DOCUMENT EXCERPT below:
And what about competence – feeling able to do the job well? This is undermined by the problem of chronic excessive workload. The percentage of respondents saying there are enough staff in their organisation for them to do their jobs properly has increased from 30.3 per cent to a paltry 32.3 per cent, and 77 per cent report unrealistic time pressures. Nearly one in three (31.5 per cent) do not believe they are able to deliver care at the level they aspire to.

Given this data, it is not surprising the health and wellbeing of staff is not improving. The percentage reporting work-related stress illnesses has increased from 37.1 per cent in 2014 to its highest level of 40.3 per cent today. More than half (56 per cent) are working additional unpaid hours (a key predictor of stress), and the percentage reporting that their organisations take positive action on the health and wellbeing of staff has dropped from 30.1 per cent to 29.3 per cent. And we know that staff in the NHS are 50 per cent more likely to have high levels of work stress compared with the general working population.

How can national action better support staff?

There are a number of organisations that have brought about and sustained positive change – including Royal Bournemouth and Christchurch Hospitals NHS Foundation Trust, among others – by better meeting the basic core needs of staff at work. If one organisation can achieve this, all can.
End of DOCUMENT EXCERPT.
TASK PROMPT: Copy out the passage on NHS staff workload and wellbeing word for word, in full.
THE DATA below:
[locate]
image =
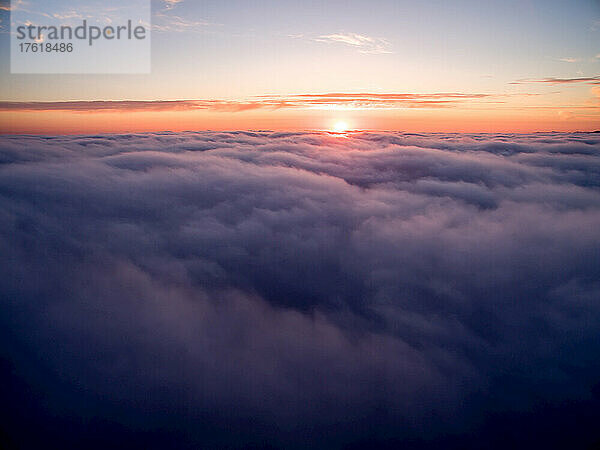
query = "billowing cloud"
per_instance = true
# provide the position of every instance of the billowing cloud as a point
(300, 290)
End of THE DATA.
THE DATA below:
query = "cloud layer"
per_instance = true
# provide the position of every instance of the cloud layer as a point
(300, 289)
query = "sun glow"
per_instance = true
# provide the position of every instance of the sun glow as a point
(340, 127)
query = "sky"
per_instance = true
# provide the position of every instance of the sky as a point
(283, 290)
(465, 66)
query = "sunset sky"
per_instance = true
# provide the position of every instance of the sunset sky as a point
End of THE DATA.
THE DATA below:
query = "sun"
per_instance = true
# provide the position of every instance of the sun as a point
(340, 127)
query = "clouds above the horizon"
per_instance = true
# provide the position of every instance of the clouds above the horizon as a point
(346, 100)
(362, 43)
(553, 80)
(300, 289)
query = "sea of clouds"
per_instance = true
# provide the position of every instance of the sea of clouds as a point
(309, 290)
End of THE DATA.
TASK RESPONSE:
And what about competence – feeling able to do the job well? This is undermined by the problem of chronic excessive workload. The percentage of respondents saying there are enough staff in their organisation for them to do their jobs properly has increased from 30.3 per cent to a paltry 32.3 per cent, and 77 per cent report unrealistic time pressures. Nearly one in three (31.5 per cent) do not believe they are able to deliver care at the level they aspire to.

Given this data, it is not surprising the health and wellbeing of staff is not improving. The percentage reporting work-related stress illnesses has increased from 37.1 per cent in 2014 to its highest level of 40.3 per cent today. More than half (56 per cent) are working additional unpaid hours (a key predictor of stress), and the percentage reporting that their organisations take positive action on the health and wellbeing of staff has dropped from 30.1 per cent to 29.3 per cent. And we know that staff in the NHS are 50 per cent more likely to have high levels of work stress compared with the general working population.

How can national action better support staff?

There are a number of organisations that have brought about and sustained positive change – including Royal Bournemouth and Christchurch Hospitals NHS Foundation Trust, among others – by better meeting the basic core needs of staff at work. If one organisation can achieve this, all can.